Consigne 1
D'après l'extrait de page consacré à Mathias Mareschal, à quoi ses œuvres renvoient-elles toujours ?
Consigne 2
Poursuivez le texte sur les œuvres de Mathias Mareschal après sa dernière phrase.

Mathias Mareschal

vu par

Laëtitia Toulout

Paysages décelés

Sur des morceaux de papiers dépliés, tissus froissés, fragments de roches et céramiques, se déploient des ensembles de nervures, tâches floues et bruits, reliefs et pointillés… Une multitude de formes qui peuvent en évoquer d’autres. On croira reconnaître des vues microscopiques d’un organisme, la surface d’une pierre, les nuances du ciel, l’anatomie d’un tronc d’arbre ou encore une envolée de sable dans le désert.

Les œuvres de Mathias Mareschal renvoient toujours à des images et à des expériences issues du vivant. Les variations des couleurs et des matières font vibrer les formes émergeant de la toile ou de la pierre, notamment. L’abstraction initiale s’efface au profit de sensations renvoyant directement à la nature. Ses pièces nous transportent vers des terrains propices à la contemplation, vers des paysages qui sont comme autant de tremplins à la rêverie.

Lignes fournies
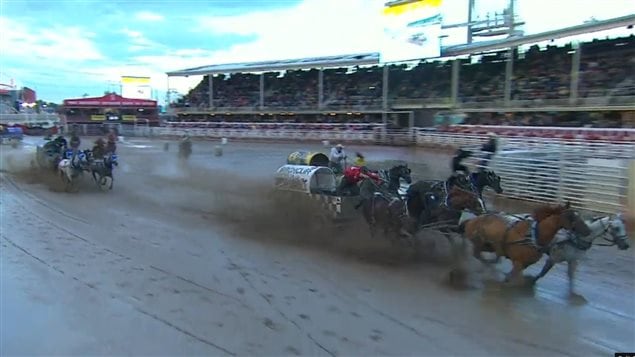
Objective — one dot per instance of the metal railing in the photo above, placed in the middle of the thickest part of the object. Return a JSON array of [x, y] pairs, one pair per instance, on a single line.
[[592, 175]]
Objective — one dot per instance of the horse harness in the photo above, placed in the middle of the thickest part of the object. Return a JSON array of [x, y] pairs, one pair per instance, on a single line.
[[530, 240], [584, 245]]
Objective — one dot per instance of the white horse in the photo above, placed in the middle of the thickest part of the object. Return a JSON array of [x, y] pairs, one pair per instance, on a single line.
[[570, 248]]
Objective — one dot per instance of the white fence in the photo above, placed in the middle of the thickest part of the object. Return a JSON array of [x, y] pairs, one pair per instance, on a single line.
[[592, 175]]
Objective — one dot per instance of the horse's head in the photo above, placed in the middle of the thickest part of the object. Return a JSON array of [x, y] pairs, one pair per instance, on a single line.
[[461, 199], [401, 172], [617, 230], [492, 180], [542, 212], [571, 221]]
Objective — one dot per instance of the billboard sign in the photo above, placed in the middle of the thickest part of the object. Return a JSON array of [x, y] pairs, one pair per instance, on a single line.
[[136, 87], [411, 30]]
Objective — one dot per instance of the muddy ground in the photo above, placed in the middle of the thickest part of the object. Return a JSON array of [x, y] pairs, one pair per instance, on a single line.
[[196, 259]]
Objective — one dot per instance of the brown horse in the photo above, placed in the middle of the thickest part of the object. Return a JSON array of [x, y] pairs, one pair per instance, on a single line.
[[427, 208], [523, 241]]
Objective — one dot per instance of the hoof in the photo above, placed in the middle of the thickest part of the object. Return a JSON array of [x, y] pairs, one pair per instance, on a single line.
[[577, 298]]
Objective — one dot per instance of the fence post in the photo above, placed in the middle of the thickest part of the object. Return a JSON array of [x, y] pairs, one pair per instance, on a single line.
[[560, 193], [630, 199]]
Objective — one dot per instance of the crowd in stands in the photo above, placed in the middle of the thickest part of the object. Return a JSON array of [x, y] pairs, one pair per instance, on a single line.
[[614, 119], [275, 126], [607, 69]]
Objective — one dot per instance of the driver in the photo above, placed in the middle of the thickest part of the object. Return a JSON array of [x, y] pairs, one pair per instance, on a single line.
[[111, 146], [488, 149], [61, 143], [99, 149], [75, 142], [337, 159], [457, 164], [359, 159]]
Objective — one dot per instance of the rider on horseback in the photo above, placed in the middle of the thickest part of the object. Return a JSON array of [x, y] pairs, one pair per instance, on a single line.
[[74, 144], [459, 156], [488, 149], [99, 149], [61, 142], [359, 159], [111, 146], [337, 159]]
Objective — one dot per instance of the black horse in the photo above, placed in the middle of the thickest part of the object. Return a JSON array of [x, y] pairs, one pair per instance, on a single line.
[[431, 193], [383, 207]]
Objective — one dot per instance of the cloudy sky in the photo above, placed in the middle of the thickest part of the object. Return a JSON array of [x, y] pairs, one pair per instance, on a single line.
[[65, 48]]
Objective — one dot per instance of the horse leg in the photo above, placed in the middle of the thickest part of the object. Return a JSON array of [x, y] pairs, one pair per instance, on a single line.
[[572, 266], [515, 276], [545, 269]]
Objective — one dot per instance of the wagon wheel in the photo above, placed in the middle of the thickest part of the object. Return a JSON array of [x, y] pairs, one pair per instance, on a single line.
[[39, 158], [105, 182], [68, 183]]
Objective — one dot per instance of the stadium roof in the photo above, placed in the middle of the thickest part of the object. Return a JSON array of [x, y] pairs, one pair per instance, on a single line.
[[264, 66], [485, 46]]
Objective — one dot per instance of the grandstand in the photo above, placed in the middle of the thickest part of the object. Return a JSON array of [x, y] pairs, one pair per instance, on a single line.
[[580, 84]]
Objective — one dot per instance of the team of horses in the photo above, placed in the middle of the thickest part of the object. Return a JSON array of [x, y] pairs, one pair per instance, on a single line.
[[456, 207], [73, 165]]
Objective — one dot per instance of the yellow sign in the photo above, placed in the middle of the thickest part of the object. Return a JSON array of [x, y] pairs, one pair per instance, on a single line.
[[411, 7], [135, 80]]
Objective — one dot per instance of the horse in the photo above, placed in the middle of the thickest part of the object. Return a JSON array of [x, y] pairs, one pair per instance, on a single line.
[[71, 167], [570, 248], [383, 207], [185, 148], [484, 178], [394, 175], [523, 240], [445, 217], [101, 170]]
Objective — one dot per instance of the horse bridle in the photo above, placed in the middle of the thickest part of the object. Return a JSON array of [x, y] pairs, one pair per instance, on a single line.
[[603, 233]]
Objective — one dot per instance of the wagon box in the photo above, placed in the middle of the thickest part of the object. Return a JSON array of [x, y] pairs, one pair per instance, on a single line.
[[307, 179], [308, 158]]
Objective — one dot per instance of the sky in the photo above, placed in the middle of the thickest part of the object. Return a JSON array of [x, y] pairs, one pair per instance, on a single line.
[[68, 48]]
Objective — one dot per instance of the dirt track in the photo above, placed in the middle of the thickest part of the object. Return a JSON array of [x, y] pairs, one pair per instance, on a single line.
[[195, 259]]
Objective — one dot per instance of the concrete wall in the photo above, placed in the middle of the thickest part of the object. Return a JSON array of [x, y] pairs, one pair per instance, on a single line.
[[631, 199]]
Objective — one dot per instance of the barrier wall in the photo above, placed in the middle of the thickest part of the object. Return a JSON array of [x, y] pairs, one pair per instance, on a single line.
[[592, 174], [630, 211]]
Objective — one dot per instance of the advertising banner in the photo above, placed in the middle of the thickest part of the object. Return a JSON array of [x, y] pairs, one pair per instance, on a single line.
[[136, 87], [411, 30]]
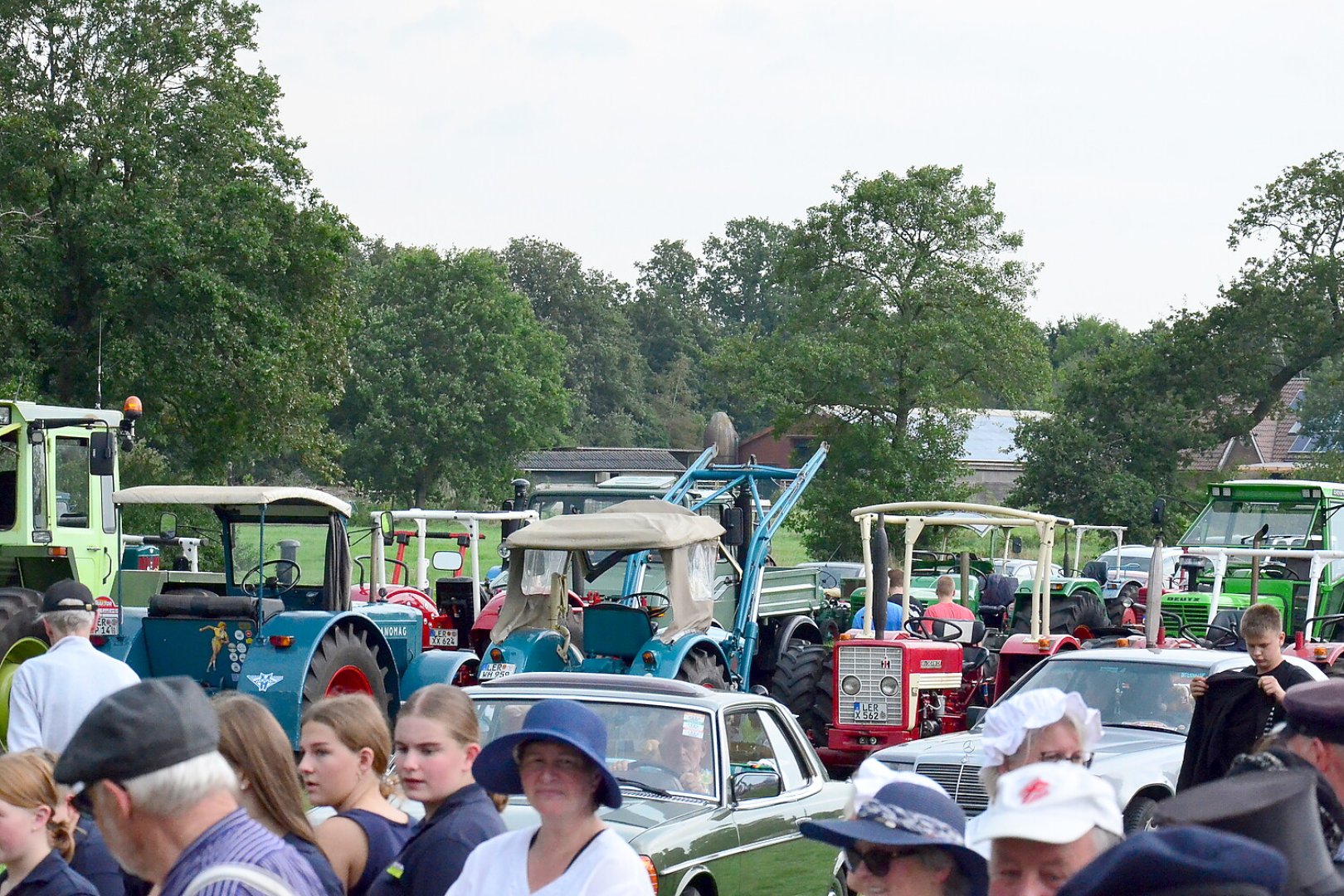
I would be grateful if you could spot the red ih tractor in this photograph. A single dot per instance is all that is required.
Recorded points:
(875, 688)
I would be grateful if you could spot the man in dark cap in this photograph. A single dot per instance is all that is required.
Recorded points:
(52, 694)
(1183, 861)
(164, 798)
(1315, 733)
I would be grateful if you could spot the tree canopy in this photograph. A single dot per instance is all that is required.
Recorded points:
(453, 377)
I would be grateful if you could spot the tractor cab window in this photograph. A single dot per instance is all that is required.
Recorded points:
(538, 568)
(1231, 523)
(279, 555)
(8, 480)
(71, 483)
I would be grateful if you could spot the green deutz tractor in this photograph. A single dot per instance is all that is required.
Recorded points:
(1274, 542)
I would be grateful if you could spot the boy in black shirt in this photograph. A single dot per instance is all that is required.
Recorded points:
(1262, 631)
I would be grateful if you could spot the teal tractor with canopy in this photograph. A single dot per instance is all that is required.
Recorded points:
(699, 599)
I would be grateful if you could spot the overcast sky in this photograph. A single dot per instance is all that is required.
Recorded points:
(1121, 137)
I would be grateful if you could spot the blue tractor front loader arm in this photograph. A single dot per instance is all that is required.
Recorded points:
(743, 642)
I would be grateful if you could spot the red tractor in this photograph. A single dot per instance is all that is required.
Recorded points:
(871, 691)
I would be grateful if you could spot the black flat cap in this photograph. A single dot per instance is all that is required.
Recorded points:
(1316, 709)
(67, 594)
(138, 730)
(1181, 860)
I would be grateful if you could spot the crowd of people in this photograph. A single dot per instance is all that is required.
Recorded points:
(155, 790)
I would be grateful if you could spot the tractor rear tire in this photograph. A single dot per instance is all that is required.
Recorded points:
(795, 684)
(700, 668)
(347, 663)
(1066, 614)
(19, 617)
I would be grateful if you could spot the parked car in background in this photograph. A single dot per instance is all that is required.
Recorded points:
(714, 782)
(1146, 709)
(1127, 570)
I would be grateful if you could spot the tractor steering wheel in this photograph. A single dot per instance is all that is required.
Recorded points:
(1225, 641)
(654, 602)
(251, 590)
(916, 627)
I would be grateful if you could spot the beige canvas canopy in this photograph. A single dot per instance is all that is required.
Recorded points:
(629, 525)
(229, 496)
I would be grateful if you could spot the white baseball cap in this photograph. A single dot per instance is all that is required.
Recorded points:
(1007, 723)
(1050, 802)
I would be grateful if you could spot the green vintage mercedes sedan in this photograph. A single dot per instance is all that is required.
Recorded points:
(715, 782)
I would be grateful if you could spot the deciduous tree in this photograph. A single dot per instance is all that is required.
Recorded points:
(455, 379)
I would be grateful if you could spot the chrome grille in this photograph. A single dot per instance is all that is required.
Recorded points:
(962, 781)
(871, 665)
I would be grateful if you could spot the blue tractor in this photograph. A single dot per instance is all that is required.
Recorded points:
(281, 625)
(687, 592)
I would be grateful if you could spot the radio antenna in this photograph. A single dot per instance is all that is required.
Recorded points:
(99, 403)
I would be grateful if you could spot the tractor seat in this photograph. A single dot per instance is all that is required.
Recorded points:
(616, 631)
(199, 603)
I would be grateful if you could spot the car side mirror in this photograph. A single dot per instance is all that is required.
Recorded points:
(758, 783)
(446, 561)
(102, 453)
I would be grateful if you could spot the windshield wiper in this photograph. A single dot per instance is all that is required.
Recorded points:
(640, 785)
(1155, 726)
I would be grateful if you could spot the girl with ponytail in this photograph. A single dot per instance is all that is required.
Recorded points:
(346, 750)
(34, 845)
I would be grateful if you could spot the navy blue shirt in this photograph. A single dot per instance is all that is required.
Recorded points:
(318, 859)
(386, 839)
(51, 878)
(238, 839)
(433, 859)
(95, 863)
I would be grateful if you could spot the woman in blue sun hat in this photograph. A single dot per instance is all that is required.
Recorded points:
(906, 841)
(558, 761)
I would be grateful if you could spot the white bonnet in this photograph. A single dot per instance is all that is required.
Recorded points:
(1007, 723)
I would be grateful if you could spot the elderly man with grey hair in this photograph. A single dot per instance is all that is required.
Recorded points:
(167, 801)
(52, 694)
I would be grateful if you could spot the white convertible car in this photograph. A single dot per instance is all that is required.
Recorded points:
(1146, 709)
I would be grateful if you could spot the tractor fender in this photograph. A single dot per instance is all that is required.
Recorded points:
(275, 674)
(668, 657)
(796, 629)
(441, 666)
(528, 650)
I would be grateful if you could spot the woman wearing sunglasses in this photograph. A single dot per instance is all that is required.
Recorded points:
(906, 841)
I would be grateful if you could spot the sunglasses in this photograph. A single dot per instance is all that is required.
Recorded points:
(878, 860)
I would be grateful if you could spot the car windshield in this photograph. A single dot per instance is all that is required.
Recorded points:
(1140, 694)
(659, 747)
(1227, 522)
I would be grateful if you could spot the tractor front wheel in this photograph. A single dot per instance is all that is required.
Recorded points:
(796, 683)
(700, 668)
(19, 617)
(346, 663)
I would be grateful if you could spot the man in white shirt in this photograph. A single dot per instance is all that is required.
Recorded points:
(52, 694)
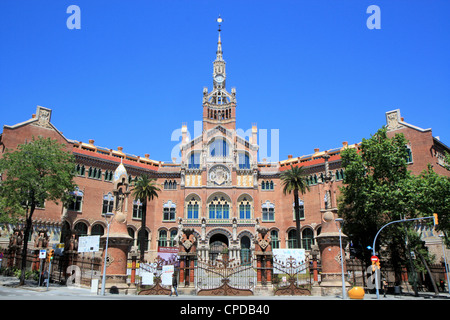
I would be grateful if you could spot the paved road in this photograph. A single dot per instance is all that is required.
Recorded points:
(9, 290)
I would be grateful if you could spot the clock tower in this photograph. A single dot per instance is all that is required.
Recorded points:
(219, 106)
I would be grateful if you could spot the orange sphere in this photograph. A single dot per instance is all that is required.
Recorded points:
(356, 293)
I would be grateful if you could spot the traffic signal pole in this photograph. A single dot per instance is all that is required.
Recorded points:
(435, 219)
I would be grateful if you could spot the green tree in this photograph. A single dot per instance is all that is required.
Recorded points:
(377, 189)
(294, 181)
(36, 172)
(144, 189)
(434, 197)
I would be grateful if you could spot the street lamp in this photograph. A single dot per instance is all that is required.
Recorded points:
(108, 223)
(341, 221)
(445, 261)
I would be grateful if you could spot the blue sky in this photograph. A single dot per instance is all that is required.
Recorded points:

Résultat 1
À des images et à des expériences issues du vivant.

Résultat 2
Et si c’est le paysage qui est effectivement au centre des préoccupations de Mathias Mareschal, il ne s’agit aucunement pour lui de le représenter. Ses œuvres naissent des éléments - matières, phénomènes physiques ou biologiques - que l’artiste manipule, assemble, expérimente. Ainsi, si nous pensons reconnaître le dessin de lichens sur des disques de grès (Sans titre, 2019), c’est en réalité le résultat de la cuisson d’une solution de jus de tabac, de vinaigre et d’oxydes. De même, ses Nuages (2023) sont les traces du sable projeté sur cette série de supports en papier ou toile métis. Dans ces jeux de matières, l’infiniment grand se confond avec l’infiniment petit. Les représentations naissent à la fois du geste de l’artiste, du hasard de phénomènes chimiques et mécaniques et des référentiels propres à celui ou celle qui regarde l’œuvre.

L’artiste a donc autant sa part que les matières qu’il utilise. Mathias Mareschal ne se voit pas comme un créateur omniscient ; ses propres actions adviennent au même titre que le reste. L’art et la nature ne faisant qu’un, il est ici celui qui impulse. Il va proposer, faire advenir. Et même chercher à se faire de plus en plus discret pour laisser opérer les différents phénomènes qu’il introduit.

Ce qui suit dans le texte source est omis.